Written task.
Rewrite the records starting from the first line and going on through the line with "Each instance of the yellow", substituting "mask" for "outline" and leaving everything else unchanged.

(Collection entries)
◆ ◆ ◆ ◆ ◆ ◆ ◆
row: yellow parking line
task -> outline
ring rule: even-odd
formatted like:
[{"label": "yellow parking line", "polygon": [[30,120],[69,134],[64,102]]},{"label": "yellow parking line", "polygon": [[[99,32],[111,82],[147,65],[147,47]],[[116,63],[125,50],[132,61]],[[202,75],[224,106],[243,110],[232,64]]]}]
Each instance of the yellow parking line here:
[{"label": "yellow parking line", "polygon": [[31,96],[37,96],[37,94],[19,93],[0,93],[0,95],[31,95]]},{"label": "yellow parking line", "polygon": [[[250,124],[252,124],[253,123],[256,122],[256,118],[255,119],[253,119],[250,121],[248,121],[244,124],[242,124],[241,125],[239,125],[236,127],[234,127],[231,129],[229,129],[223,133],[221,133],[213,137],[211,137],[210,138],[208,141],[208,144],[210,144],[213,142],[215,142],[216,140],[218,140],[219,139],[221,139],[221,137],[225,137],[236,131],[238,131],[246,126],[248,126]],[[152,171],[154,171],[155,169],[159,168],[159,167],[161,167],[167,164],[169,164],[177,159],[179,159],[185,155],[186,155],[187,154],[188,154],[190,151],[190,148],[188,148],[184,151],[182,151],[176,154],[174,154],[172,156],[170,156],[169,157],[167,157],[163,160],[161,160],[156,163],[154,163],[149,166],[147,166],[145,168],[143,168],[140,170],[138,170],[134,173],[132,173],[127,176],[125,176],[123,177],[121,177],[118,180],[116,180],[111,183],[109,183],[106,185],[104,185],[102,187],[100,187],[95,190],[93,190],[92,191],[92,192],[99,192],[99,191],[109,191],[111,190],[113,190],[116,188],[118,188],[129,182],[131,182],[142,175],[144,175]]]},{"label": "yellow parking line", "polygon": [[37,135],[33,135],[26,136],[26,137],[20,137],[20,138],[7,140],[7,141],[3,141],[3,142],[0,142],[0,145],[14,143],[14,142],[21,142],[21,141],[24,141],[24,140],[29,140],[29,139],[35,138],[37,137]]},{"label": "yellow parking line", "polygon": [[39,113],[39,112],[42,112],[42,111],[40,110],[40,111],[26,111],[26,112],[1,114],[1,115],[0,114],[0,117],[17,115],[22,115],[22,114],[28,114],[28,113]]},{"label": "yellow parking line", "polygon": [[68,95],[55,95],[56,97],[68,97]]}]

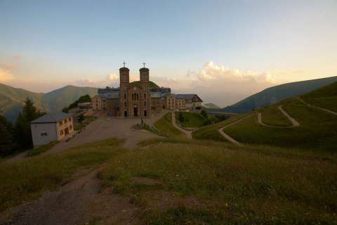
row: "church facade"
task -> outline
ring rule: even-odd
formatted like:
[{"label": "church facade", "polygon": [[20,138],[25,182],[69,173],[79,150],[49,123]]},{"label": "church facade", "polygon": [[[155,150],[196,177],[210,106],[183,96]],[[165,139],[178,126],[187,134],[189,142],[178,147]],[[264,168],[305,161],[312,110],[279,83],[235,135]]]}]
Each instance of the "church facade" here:
[{"label": "church facade", "polygon": [[[93,110],[115,117],[150,117],[162,110],[198,112],[202,101],[197,94],[175,95],[171,89],[150,86],[150,70],[139,70],[140,79],[130,82],[130,70],[119,69],[119,87],[100,89],[92,98]],[[153,83],[152,83],[153,84]]]}]

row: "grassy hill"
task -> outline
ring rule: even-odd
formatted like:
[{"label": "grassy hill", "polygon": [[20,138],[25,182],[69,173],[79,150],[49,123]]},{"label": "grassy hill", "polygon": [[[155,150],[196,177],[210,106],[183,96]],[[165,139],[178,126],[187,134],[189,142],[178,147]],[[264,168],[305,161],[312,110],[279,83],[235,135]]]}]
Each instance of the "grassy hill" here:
◆ ◆ ◆ ◆ ◆ ◆ ◆
Task result.
row: yellow parking line
task -> mask
ring rule: even-odd
formatted like:
[{"label": "yellow parking line", "polygon": [[30,120],[69,134],[64,102]]},{"label": "yellow parking line", "polygon": [[[99,32],[111,82],[147,65],[147,47]],[[116,63],[125,50],[132,61]],[[202,75],[224,106],[243,110],[232,64]]]}]
Each instance of the yellow parking line here:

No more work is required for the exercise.